---------- EXTRAIT DU DOCUMENT ----------
Pendant l’année scolaire 2022-2023, ce sont 3 588 cas de grossesses enregistrés en Côte d’Ivoire. Au cours de l’année scolaire 2023-2024, ce sont 4 137 cas qui ont été enregistrés, rapporte une enquête du Conseil National des Droits de l’Homme de Côte d’Ivoire (CNDH). Cette réalité tend à se perpétuer au fil des années. Si parmi les filles victimes de ce phénomène, certaines abandonnent leurs études en cours de chemin, d’autres par contre, tiennent le coup. Dossier
L’année scolaire 2022-2023, c’est la région de Nawa qui remporte la palme d’or en matière de grossesses dans les 31 régions du pays. Cette région a enregistré 409 cas de grossesses en milieu scolaire.
Pour Liatché Arsène, instituteur à Yakolidabouo, un village moderne de la Nawa, les grossesses dans cette région sont généralement dues, « à la situation précaire que vivent les élèves vivant loin de leurs parents ». Ajouté à cela, le cas des élèves ayant contracté des grossesses à la suite d’un viol.
----------
** CONSIGNES **
• A. Recopiez l'extrait sur les grossesses à l'école en commençant à « Pendant l’année scolaire » et en finissant à « en milieu scolaire. ».
• B. D'après l'extrait sur les grossesses à l'école, combien de cas de grossesses en milieu scolaire la région de Nawa a-t-elle enregistrés pendant l'année scolaire 2022-2023 ?
Vous n'avez pas besoin des lignes pour répondre.
---------- DONNÉES FOURNIES ----------
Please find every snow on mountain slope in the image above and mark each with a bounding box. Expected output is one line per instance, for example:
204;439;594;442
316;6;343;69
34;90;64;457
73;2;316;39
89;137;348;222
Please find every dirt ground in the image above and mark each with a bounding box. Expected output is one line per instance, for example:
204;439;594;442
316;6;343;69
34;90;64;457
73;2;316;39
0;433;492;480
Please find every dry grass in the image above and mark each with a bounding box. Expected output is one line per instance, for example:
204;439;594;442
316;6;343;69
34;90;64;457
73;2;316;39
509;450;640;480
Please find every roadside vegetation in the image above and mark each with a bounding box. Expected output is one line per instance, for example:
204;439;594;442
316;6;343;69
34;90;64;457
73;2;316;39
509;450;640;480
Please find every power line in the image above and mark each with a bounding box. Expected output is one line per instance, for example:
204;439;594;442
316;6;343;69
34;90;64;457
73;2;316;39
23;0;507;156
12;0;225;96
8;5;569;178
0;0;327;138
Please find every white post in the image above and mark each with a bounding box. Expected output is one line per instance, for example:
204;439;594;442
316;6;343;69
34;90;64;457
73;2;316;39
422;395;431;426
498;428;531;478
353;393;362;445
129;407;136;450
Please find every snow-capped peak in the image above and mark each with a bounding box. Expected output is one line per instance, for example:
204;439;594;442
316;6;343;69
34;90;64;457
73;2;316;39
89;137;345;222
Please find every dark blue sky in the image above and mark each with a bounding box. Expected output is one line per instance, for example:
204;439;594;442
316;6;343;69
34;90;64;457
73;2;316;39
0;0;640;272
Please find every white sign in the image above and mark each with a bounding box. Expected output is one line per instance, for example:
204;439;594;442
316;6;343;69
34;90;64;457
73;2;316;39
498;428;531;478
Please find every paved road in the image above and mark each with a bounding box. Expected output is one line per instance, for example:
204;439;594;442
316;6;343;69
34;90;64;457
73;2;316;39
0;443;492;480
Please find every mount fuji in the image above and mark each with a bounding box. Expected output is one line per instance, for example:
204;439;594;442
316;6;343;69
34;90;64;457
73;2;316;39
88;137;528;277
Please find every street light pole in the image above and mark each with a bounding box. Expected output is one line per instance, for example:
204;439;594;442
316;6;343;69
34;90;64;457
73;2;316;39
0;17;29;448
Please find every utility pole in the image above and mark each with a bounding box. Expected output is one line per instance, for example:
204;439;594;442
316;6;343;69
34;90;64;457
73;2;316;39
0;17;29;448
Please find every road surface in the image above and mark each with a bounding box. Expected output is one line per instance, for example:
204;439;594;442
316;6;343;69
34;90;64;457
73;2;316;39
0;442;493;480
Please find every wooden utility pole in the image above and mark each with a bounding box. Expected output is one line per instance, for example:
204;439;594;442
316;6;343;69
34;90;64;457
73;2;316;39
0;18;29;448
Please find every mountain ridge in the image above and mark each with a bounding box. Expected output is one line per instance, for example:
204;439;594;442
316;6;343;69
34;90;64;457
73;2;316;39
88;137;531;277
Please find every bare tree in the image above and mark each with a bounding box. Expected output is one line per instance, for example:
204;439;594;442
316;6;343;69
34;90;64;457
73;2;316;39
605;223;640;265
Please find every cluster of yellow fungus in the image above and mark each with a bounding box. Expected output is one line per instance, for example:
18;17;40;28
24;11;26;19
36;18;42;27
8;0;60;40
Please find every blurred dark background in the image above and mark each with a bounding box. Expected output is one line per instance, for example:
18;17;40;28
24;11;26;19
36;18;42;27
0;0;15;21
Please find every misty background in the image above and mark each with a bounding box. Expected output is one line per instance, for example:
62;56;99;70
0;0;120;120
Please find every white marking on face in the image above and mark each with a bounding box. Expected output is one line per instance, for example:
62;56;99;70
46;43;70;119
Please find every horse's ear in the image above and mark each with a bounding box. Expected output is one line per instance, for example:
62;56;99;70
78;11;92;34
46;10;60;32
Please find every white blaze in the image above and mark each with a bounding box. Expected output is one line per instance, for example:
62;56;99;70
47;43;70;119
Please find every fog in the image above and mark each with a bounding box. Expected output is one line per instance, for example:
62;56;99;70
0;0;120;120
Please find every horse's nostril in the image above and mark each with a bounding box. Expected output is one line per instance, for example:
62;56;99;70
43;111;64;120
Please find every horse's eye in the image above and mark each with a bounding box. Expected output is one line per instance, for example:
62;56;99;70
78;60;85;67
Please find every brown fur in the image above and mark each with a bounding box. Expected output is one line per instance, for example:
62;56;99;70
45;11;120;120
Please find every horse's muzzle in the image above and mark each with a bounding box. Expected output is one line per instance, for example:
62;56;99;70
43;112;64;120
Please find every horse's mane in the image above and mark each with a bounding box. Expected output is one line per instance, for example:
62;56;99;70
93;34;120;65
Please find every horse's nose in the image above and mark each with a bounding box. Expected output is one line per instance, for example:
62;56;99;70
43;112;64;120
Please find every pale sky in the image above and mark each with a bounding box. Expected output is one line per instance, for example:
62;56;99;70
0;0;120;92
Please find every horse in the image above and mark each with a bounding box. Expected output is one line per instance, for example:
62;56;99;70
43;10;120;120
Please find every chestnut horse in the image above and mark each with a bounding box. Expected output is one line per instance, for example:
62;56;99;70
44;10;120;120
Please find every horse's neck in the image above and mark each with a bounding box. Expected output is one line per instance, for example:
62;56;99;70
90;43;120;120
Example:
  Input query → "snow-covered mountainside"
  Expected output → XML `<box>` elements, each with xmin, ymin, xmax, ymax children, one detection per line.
----------
** RÉSULTATS DES CONSIGNES **
• A.
Pendant l’année scolaire 2022-2023, ce sont 3 588 cas de grossesses enregistrés en Côte d’Ivoire. Au cours de l’année scolaire 2023-2024, ce sont 4 137 cas qui ont été enregistrés, rapporte une enquête du Conseil National des Droits de l’Homme de Côte d’Ivoire (CNDH). Cette réalité tend à se perpétuer au fil des années. Si parmi les filles victimes de ce phénomène, certaines abandonnent leurs études en cours de chemin, d’autres par contre, tiennent le coup. Dossier
L’année scolaire 2022-2023, c’est la région de Nawa qui remporte la palme d’or en matière de grossesses dans les 31 régions du pays. Cette région a enregistré 409 cas de grossesses en milieu scolaire.

• B. 409 cas.